* _What the task requires_: Count how many lines of the listing below contain the string "point", and reply with that number alone.

* _The input_:
▬▬▬

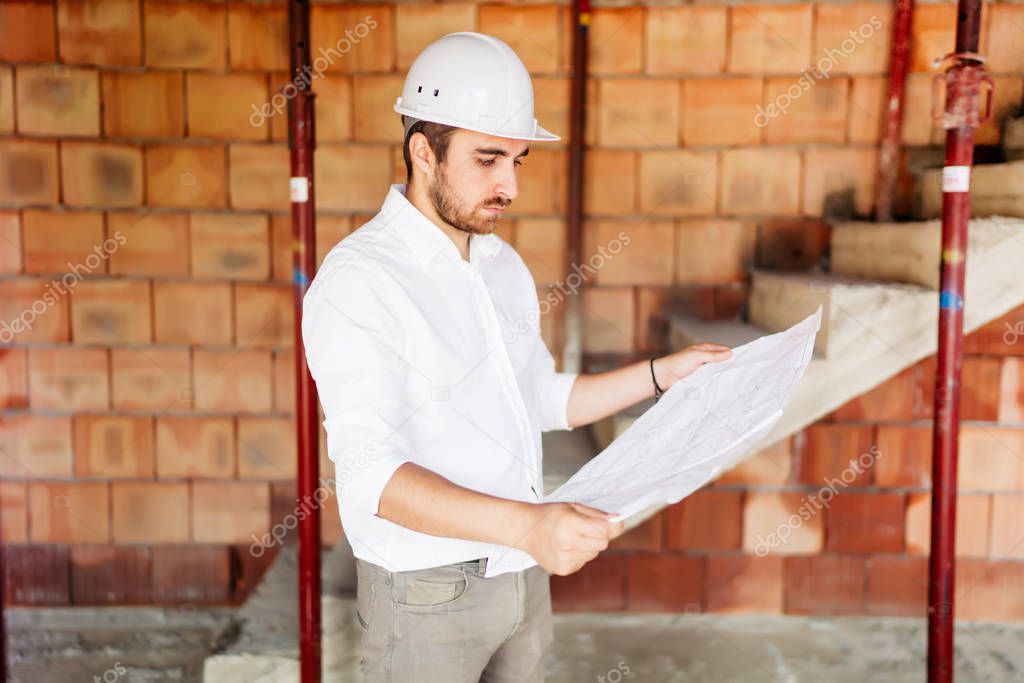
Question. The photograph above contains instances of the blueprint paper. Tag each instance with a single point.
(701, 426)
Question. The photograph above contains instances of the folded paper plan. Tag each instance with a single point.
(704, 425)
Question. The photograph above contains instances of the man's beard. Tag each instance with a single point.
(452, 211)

▬▬▬

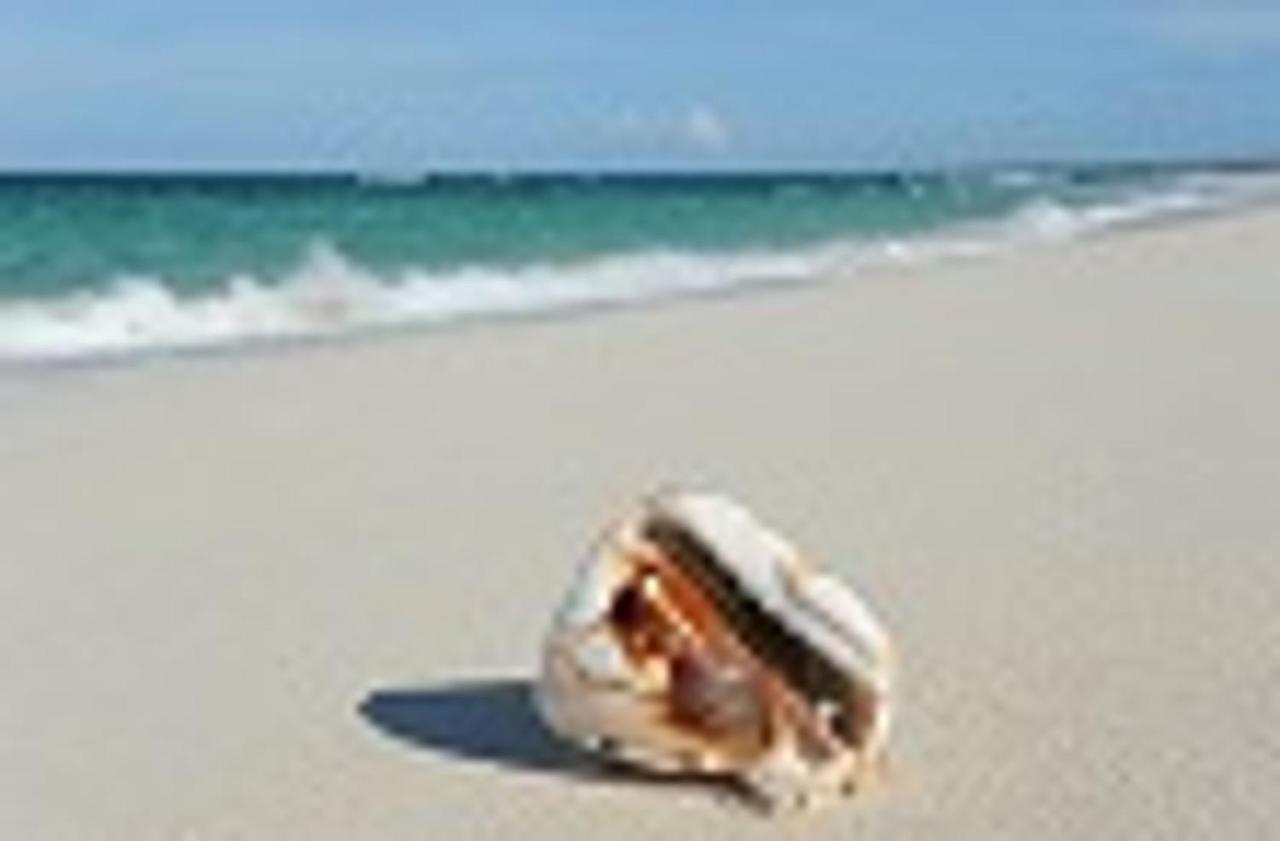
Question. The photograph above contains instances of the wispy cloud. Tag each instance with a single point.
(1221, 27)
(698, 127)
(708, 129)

▬▬▬

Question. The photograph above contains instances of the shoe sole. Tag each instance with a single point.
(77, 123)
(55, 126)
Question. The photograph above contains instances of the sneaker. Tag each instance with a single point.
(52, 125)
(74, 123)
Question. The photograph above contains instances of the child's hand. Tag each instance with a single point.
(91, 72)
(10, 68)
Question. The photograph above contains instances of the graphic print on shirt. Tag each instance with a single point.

▬▬▬

* _Answer_: 8